#### [WORK TASK]
Verbatim output required. Print the data in full.

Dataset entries
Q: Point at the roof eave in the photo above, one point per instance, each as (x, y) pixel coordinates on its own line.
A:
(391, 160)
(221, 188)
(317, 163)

#### [WRITTEN SOLUTION]
Q: Point at the roof eave in the photo above, one point per instance, each as (x, y) pixel coordinates on its own line.
A:
(391, 160)
(221, 188)
(317, 163)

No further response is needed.